Page extract.
▬▬▬▬▬▬▬▬▬▬

LIQUIDITY AND CAPITAL RESOURCES
Liquidity
We had cash on hand of $1.2 million and $13.8 million of available credit under a $15.0 million revolving line of credit facility with First Hawaiian Bank as of June 30, 2018.
We have a $15.0 million revolving line of credit facility with First Hawaiian Bank (Credit Facility). The Credit Facility matures on December 31, 2019 and provides for two optional one-year extension periods. Interest on borrowings is at LIBOR plus 3.50% (5.48% at June 30, 2018). We have pledged our 800-acre Kapalua Mauka project and approximately 30,000 square feet of commercial leased space in the Kapalua Resort as security for the Credit Facility. Net proceeds from the sale of any collateral are required to be repaid toward outstanding borrowings and will permanently reduce the Credit Facility’s revolving commitment amount. There are no commitment fees on the unused portion of the Credit Facility.
The terms of the Credit Facility include various representations, warranties, affirmative, negative and financial covenants and events of default customary for financings of this type. Financial covenants include a minimum liquidity (as defined) of $1.5 million, a maximum of $45.0 million in total liabilities, and a limitation on new indebtedness.
As of June 30, 2018, we were in compliance with the covenants under the Credit Facility.

▬▬▬▬▬▬▬▬▬▬

Records from a data source.
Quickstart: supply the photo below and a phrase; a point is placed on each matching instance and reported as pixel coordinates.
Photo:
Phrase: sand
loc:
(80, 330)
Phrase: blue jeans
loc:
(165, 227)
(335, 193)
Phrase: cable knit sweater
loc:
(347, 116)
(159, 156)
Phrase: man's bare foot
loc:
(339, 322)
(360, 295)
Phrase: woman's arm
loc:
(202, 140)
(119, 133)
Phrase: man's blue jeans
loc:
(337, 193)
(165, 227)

▬▬▬▬▬▬▬▬▬▬

Set problem A.
Retype part of the liquidity section word for word, beginning at the words "LIQUIDITY AND CAPITAL" and stopping after "June 30, 2018.".
Set problem B.
Answer these questions from the liquidity section:
(i) How much cash on hand was there as of June 30, 2018?
(ii) On what date does the Credit Facility mature?
(iii) What is the maximum amount of total liabilities allowed under the financial covenants?

Written solution A.
LIQUIDITY AND CAPITAL RESOURCES
Liquidity
We had cash on hand of $1.2 million and $13.8 million of available credit under a $15.0 million revolving line of credit facility with First Hawaiian Bank as of June 30, 2018.

Written solution B.
(i) $1.2 million
(ii) December 31, 2019
(iii) $45.0 million